[Série de consignes]:
A – D'après le texte sur la bêtise de l'intelligence, sur quelle chaîne Luc Ferry s'en est-il pris aux « anti-vax » ?
B – Reprenez le texte sur la bêtise de l'intelligence juste après sa dernière phrase et poursuivez-le.

[Texte source]:
---

LA BÊTISE DE L’INTELLIGENCE

Manifestement, l’étrange situation où nous sommes depuis bientôt deux ans, produit d’un narratif officiel terrifiant, déconnecté de la réalité et nous plongeant dans l’hyper réalité annoncée par Baudrillard, est propice à une formidable régression de l’intelligence. Comme l’écrivait Belinda Cannone, « la bêtise s’améliore », aujourd’hui plus que jamais. D’innombrables exemples illustrant cette défaite de la pensée pourraient venir en apporter la preuve, mais je n’en prendrai ici que deux : le premier est l’occasion de refaire ce constat aussi affligeant que banal, à savoir que la vanité ne fait pas bon ménage avec la lucidité. On peut parler brillamment de philosophie sans pour autant être un sage comme l’a tout récemment, et une fois de plus, démontré Luc Ferry : sur CNews, il s’est lâché contre les « anti-vax » en les traitant de paranoïaques. Avec une comparaison de haut vol, démontrant à quel point il méconnaît la psychopathologie. Selon lui, ces paranoïaques d’anti-vax seraient comme une dame de sa connaissance dont l’évier était envahi de Mickey ; voici le verbatim de sa brillante comparaison: « Moi je connaissais une dame, quand j’étais gamin, elle voyait des Mickey dans son évier. Je lui disais “mais non Augustine, les Mickey ça ne vit pas dans les éviers c’est pas possible”. La seule chose qu’elle en a déduit, c’est que j’étais de mèche avec les Mickey, je n’ai jamais réussi à la convaincre !».

---

Entrées de données enregistrées
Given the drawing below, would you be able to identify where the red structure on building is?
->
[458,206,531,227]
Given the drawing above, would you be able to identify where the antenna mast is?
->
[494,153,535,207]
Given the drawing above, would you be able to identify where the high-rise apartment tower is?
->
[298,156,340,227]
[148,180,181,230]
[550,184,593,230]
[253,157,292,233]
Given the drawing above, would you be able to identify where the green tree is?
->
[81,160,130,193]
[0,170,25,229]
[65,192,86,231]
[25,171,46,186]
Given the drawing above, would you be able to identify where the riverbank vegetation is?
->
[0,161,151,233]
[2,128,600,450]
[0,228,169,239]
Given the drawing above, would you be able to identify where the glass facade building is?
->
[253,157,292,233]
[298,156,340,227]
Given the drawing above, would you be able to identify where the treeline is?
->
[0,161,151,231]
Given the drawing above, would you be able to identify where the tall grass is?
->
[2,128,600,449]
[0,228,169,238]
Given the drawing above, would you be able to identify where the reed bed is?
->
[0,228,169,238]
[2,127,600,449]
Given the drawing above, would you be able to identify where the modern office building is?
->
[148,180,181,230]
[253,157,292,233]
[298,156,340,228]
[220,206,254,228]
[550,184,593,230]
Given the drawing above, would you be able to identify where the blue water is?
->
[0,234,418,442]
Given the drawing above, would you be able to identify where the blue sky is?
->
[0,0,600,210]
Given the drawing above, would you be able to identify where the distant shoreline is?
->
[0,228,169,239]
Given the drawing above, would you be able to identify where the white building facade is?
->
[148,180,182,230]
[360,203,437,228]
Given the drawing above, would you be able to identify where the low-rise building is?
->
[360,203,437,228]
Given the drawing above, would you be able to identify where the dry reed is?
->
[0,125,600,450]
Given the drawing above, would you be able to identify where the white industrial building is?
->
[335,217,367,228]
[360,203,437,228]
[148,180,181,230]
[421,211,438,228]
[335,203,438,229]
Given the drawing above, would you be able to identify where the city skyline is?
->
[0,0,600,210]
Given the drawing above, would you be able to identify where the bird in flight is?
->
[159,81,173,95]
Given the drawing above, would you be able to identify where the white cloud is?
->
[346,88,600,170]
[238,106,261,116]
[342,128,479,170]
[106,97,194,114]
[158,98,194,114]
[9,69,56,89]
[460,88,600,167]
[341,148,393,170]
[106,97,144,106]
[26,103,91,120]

---

[Réponses ci-dessous]:
A – Sur CNews.

B –
Conclusion de Ferry: «il est très complexe, voire impossible, de discuter ou de raisonner ces personnes qui voient des complots partout».

Il est sans doute encore plus difficile de discuter avec celui qui est persuadé d’avoir raison et proclame en toute occasion que ceux qui ne pensent pas comme lui sont des imbéciles. Inutile de lui rappeler la différence entre le délire d’une psychose hallucinatoire chronique ou les premiers signes d’une démence dégénérative, pathologies produisant le type d’hallucinations de la pauvre dame qui voyait des Mickey dans son évier et la paranoïa, caractérisée par un raisonnement juste reposant sur des prémisses fausses puisque son commentaire relève précisément de ce type d’altération du jugement spécifique de cette dernière pathologie. Qui fait d’ailleurs bon ménage avec l’infatuation dont il fait si régulièrement preuve. On se trouve donc là devant une variante plus attristante que drôle de l’arroseur arrosé. Tâchons néanmoins d’en sourire, il paraît qu’exercer ses zygomatiques est bon pour l’immunité !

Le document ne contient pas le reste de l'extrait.